Required work:
Switch "dot" to "mark" throughout the records that run from the line containing "of the left" through the end of the records, inclusive. Give those lines again with everything else unchanged.

Dataset items:
::::::::
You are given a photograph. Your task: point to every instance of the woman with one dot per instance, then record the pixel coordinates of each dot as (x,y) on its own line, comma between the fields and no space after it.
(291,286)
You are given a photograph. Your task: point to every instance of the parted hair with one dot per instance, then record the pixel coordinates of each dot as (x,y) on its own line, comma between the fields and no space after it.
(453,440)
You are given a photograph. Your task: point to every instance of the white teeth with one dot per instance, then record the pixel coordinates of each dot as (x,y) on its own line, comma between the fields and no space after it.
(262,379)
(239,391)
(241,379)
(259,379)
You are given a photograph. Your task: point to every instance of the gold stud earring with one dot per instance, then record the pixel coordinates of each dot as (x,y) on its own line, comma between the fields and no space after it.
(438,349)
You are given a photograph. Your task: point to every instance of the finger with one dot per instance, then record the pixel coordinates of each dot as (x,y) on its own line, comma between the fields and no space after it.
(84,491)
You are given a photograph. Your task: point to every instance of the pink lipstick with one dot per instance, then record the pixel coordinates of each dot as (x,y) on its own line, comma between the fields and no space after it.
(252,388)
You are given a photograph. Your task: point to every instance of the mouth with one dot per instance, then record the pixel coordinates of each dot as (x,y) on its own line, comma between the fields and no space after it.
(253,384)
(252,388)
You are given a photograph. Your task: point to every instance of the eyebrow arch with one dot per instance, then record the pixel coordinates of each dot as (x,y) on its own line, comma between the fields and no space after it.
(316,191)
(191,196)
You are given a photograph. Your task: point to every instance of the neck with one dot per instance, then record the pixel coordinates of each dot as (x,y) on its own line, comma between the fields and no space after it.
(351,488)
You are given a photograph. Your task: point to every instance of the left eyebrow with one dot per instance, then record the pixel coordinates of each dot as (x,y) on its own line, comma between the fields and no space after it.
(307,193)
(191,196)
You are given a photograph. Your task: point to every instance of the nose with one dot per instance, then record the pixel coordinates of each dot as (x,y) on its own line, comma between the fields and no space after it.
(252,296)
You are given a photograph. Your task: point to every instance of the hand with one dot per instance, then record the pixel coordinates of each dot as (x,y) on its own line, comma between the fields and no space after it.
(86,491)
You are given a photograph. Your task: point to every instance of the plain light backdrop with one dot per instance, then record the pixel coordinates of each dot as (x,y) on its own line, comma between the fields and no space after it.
::::::::
Solution below:
You are given a photograph. Your task: point to every instance of the left eyebrow with one mark per instance, then record the pixel coordinates of each mark as (x,y) on its own line, comma between the fields and no space after it.
(307,193)
(191,196)
You are given a photograph. Your task: point to every instance of the nose with one mark per instance, then record the pixel coordinates of each mark as (x,y) on its own line, comma between the fields and no space after it.
(252,296)
You are given a photograph. Your task: point to every instance of the hand with one mark per instance, then record the pixel coordinates of each mark as (x,y) on its own line, comma between the fields and no space after it.
(86,491)
You are given a photograph. Your task: point to every instance of the plain light backdrop with one mark per instance, then record the pixel coordinates of each mark as (x,y) on its own line, comma between the fields and no space after it.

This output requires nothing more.